**Texto extraído:**

Ahora bien, a pesar de una coexistencia entre diversos discursos como democratización participación,
paz, derechos humanos y la seguridad, este último obtuvo una connotación especial con el 11 de septiembre de 2011. A partir de entonces, los Estados Unidos impusieron su modelo unipolar en las relaciones internacionales contemporáneas, así como su modo de resolver conflictos, el cual se ha caracterizado por tener un enfoque autoritario y represivo, ajeno a las directrices señalas por las instituciones del derecho internacional público como las Naciones Unidas. La política exterior de los Estados Unidos tiene tres pilares fundamentales, los cuales son: La libertad, la democracia y la seguridad nacional, esto se conoce como el “destino manifiesto”, lo cual no es otra cosa que la creencia de que son los Estados Unidos los que deben guiar el rumbo de la humanidad (Carvajal Martínez: 2010).
Si la caída del muro de Berlín y el derrumbe del modelo soviético, generaron en la conciencia colectiva del mundo la derrota del comunismo y las ideas de la consolidación del modelo democrático insertado en un nuevo orden capitalista. Con el 11 de septiembre, se dio un giro al modelo, los Estados Unidos se convirtieron en el regente del sistema internacional, con esto surgió una nueva fase en la política y las relaciones internacionales y un nuevo referente de análisis de las mismas basadas la seguridad (Gray: 2004).
Después del 11 de septiembre de 2001, un elemento que caracteriza la seguridad son las nuevas formas de excepcionalidad para el tratamiento de diversos temas a los cuales busca dar respuesta. Cuando se habla de seguridad se incluye temas tan heterogéneos como: el crimen organizado, la seguridad pública, la delincuencia juvenil, la migración y la lucha contra el terrorismo. Todos estos aspectos que tienen un origen diferente, son tramitados desde el discurso político como un problema de seguridad.

**Consigna a:**
Reproduce los registros desde la línea que contiene "If you could indicate the flower field" hasta el final de los registros, ambos extremos incluidos y sin omitir las peticiones. Desplaza en 104 cada coordenada de las respuestas y deja intactos los demás números.

**Datos proporcionados:**
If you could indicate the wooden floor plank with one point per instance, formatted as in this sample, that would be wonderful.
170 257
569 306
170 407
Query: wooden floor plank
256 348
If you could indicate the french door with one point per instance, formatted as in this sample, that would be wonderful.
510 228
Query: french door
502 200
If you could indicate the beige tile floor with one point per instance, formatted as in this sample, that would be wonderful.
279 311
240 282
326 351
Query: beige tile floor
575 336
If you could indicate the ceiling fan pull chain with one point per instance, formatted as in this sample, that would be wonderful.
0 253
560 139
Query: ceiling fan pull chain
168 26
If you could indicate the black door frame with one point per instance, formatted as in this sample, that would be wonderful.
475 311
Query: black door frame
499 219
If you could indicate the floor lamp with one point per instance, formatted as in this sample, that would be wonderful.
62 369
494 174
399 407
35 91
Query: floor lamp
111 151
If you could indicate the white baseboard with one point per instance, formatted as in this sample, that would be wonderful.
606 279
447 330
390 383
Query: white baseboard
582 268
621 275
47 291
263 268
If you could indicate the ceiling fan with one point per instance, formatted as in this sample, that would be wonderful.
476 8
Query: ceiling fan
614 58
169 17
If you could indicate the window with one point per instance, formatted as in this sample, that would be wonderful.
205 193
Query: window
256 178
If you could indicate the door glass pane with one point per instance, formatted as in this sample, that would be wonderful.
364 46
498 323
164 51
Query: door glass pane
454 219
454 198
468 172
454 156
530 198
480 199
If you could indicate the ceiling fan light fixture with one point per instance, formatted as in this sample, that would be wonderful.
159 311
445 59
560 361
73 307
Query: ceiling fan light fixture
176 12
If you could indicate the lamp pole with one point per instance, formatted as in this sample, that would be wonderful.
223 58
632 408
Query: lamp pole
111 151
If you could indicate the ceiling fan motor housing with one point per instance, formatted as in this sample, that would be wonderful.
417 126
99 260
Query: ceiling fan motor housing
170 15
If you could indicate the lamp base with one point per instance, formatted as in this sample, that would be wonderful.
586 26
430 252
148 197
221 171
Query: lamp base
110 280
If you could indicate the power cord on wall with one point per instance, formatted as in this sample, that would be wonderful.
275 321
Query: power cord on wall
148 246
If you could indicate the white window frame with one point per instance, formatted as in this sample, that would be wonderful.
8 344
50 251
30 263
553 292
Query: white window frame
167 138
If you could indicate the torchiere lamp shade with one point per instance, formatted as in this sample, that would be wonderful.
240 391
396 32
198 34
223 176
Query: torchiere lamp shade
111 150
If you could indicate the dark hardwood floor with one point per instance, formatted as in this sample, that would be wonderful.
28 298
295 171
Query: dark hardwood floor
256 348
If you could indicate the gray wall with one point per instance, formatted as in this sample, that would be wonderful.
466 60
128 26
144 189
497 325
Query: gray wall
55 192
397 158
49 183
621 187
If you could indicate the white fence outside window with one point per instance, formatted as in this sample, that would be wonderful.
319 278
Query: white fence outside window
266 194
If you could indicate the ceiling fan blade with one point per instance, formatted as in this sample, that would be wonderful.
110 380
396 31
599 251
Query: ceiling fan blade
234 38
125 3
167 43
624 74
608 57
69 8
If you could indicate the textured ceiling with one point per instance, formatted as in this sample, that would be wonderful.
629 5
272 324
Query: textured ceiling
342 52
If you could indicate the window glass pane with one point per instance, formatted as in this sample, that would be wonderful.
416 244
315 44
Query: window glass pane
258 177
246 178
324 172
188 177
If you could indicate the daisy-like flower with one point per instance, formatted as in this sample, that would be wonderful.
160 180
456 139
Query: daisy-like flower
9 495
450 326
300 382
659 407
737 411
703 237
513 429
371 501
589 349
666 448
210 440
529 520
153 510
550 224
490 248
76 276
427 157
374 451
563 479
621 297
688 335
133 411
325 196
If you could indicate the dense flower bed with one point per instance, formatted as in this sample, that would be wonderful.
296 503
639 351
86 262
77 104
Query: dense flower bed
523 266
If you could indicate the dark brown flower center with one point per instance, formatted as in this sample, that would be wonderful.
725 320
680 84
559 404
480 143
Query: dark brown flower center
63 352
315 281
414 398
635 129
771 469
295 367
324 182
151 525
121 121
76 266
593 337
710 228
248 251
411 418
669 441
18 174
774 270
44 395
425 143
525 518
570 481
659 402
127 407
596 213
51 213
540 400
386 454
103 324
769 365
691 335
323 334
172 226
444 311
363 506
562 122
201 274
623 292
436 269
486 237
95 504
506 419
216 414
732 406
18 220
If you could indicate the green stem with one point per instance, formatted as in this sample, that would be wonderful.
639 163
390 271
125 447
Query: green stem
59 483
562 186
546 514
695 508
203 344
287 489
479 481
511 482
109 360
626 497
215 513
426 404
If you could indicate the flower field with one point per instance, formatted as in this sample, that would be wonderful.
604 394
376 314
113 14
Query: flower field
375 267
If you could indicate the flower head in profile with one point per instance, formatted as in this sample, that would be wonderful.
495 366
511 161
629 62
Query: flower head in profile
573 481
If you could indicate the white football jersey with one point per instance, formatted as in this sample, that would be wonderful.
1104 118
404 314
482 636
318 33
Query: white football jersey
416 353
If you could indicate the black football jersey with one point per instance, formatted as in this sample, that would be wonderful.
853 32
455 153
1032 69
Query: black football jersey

**Consigna b:**
Resume en dos oraciones el texto sobre la seguridad tras el 11 de septiembre.

**Resultado correcto a:**
If you could indicate the flower field with one point per instance, formatted as in this sample, that would be wonderful.
604 394
376 314
113 14
Query: flower field
479 371
If you could indicate the flower head in profile with one point per instance, formatted as in this sample, that would be wonderful.
495 366
511 161
629 62
Query: flower head in profile
677 585
If you could indicate the white football jersey with one point per instance, formatted as in this sample, that would be wonderful.
1104 118
404 314
482 636
318 33
Query: white football jersey
520 457
If you could indicate the black football jersey with one point per instance, formatted as in this sample, that would be wonderful.
853 32
455 153
1032 69
Query: black football jersey

**Resultado correcto b:**
Con el 11 de septiembre, la seguridad obtuvo una connotación especial, y los Estados Unidos impusieron su modelo unipolar y un modo autoritario y represivo de resolver conflictos, con lo que se convirtieron en el regente del sistema internacional. Desde entonces, la seguridad se caracteriza por nuevas formas de excepcionalidad y abarca temas tan heterogéneos como el crimen organizado, la migración y la lucha contra el terrorismo, que el discurso político tramita como un problema de seguridad.